TASK PROMPT: Without the pictures, set down every record below exactly as it reads.

Saved entries
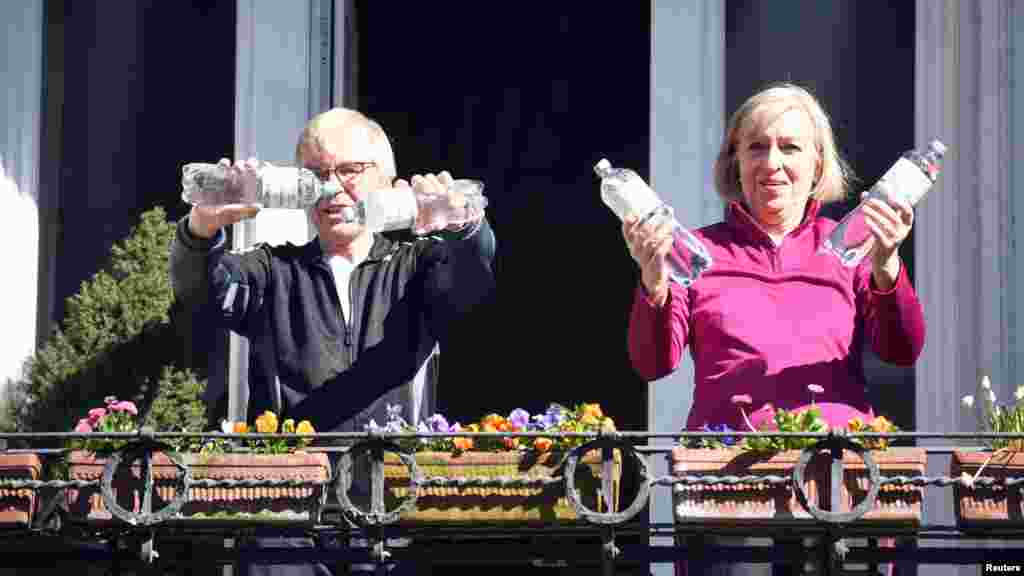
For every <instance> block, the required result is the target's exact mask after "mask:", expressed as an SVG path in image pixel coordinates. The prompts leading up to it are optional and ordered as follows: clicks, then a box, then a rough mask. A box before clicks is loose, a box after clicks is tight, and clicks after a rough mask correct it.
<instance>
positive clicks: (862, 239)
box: [821, 208, 874, 266]
mask: <svg viewBox="0 0 1024 576" xmlns="http://www.w3.org/2000/svg"><path fill="white" fill-rule="evenodd" d="M873 244H874V237H873V236H871V229H869V228H867V221H866V219H865V218H864V212H863V211H861V210H860V209H859V208H858V209H855V210H854V211H853V212H850V213H849V214H848V215H847V217H845V218H843V220H842V221H840V222H839V224H838V225H837V227H836V230H835V231H834V232H833V233H831V234H830V235H828V236H827V237H825V240H824V242H823V243H822V247H821V248H822V251H827V252H831V253H833V254H835V255H836V257H837V258H839V261H840V262H841V263H842V264H843V265H845V266H855V265H857V264H858V263H859V262H860V260H861V259H863V257H864V256H865V255H866V254H867V252H869V251H870V249H871V246H872V245H873Z"/></svg>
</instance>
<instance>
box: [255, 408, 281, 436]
mask: <svg viewBox="0 0 1024 576" xmlns="http://www.w3.org/2000/svg"><path fill="white" fill-rule="evenodd" d="M256 431H258V433H260V434H273V433H275V431H278V415H276V414H274V413H273V412H270V411H269V410H267V411H266V412H263V413H262V414H260V415H259V416H257V417H256Z"/></svg>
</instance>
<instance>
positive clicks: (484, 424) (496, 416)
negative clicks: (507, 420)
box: [480, 414, 505, 431]
mask: <svg viewBox="0 0 1024 576" xmlns="http://www.w3.org/2000/svg"><path fill="white" fill-rule="evenodd" d="M480 424H482V425H483V426H484V429H485V430H486V426H488V425H489V426H492V428H493V429H490V430H489V431H496V430H499V429H501V427H502V425H503V424H505V417H504V416H502V415H500V414H487V415H486V416H484V417H483V419H481V420H480Z"/></svg>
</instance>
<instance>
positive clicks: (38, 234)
mask: <svg viewBox="0 0 1024 576" xmlns="http://www.w3.org/2000/svg"><path fill="white" fill-rule="evenodd" d="M0 22H2V23H4V24H3V28H4V34H3V40H2V44H0V45H3V46H4V49H3V50H2V55H0V59H3V60H4V65H3V67H2V68H0V86H2V87H3V89H0V126H3V127H4V130H3V132H2V135H0V246H3V247H4V249H3V251H4V260H5V265H6V266H7V270H8V274H7V278H6V279H5V281H4V286H3V289H2V290H0V319H2V320H3V330H2V334H3V337H2V338H0V393H3V392H4V390H5V388H6V384H7V381H8V379H13V378H17V377H19V376H20V373H22V365H23V363H24V361H25V359H26V358H27V357H28V356H29V355H31V354H32V353H33V351H34V349H35V343H36V310H37V300H38V297H37V294H38V290H39V274H38V270H39V208H38V207H39V146H40V139H39V138H40V118H41V111H40V109H41V107H42V71H43V2H39V1H37V0H7V1H5V2H0ZM0 398H2V397H0Z"/></svg>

TASK OUTPUT:
For every <instance> block, the required result is the target's exact mask after "mask:", expressed as an SVG path in image pixel coordinates. The prompts leading up to it are optional and ordered as follows: clicks, then a box, then a rough mask. A box before clicks is loose, a box after clicks is tight, and clicks after a rough mask correct it.
<instance>
positive clicks: (862, 239)
box: [821, 208, 874, 266]
mask: <svg viewBox="0 0 1024 576" xmlns="http://www.w3.org/2000/svg"><path fill="white" fill-rule="evenodd" d="M873 244H874V237H873V236H871V229H869V228H867V221H866V219H865V218H864V212H863V211H861V210H860V209H859V208H858V209H855V210H854V211H853V212H850V213H849V214H848V215H847V217H845V218H843V220H842V221H840V222H839V224H838V225H837V227H836V230H835V231H834V232H833V233H831V234H830V235H828V236H827V237H825V240H824V242H823V243H822V247H821V248H822V251H827V252H831V253H833V254H835V255H836V257H837V258H839V261H840V262H841V263H842V264H843V265H845V266H855V265H857V264H858V263H859V262H860V260H861V259H863V257H864V256H865V255H866V254H867V252H869V251H870V249H871V246H872V245H873Z"/></svg>
</instance>
<instance>
box: [255, 408, 281, 436]
mask: <svg viewBox="0 0 1024 576" xmlns="http://www.w3.org/2000/svg"><path fill="white" fill-rule="evenodd" d="M256 431H258V433H260V434H273V433H275V431H278V415H276V414H274V413H273V412H270V411H269V410H267V411H266V412H263V413H262V414H260V415H259V416H257V417H256Z"/></svg>
</instance>
<instance>
positive clicks: (484, 424) (496, 416)
negative clicks: (507, 420)
box: [480, 414, 505, 431]
mask: <svg viewBox="0 0 1024 576" xmlns="http://www.w3.org/2000/svg"><path fill="white" fill-rule="evenodd" d="M480 424H482V425H483V426H484V429H485V430H486V426H488V425H489V426H492V428H493V429H490V430H489V431H496V430H499V429H501V427H502V425H503V424H505V417H504V416H502V415H500V414H487V415H486V416H484V417H483V419H481V420H480Z"/></svg>
</instance>
<instance>
positive clicks: (38, 234)
mask: <svg viewBox="0 0 1024 576" xmlns="http://www.w3.org/2000/svg"><path fill="white" fill-rule="evenodd" d="M0 22H2V23H4V24H3V28H4V34H3V40H2V44H0V45H3V46H4V49H3V50H2V55H0V59H3V60H4V65H3V67H2V68H0V86H2V87H3V89H0V126H3V127H4V130H3V132H2V135H0V246H3V247H4V249H3V251H4V260H5V265H6V266H7V270H8V274H7V278H6V279H5V281H4V286H3V289H2V290H0V319H2V320H3V330H2V334H3V337H2V338H0V393H3V392H4V390H5V388H6V384H7V381H8V379H13V378H17V377H19V376H20V373H22V365H23V363H24V361H25V359H26V358H27V357H28V356H29V355H31V354H32V353H33V351H34V349H35V343H36V310H37V300H38V297H37V294H38V290H39V274H38V270H39V208H38V207H39V146H40V139H39V138H40V118H41V111H40V109H41V107H42V71H43V2H39V1H37V0H7V1H5V2H0ZM0 398H2V397H0Z"/></svg>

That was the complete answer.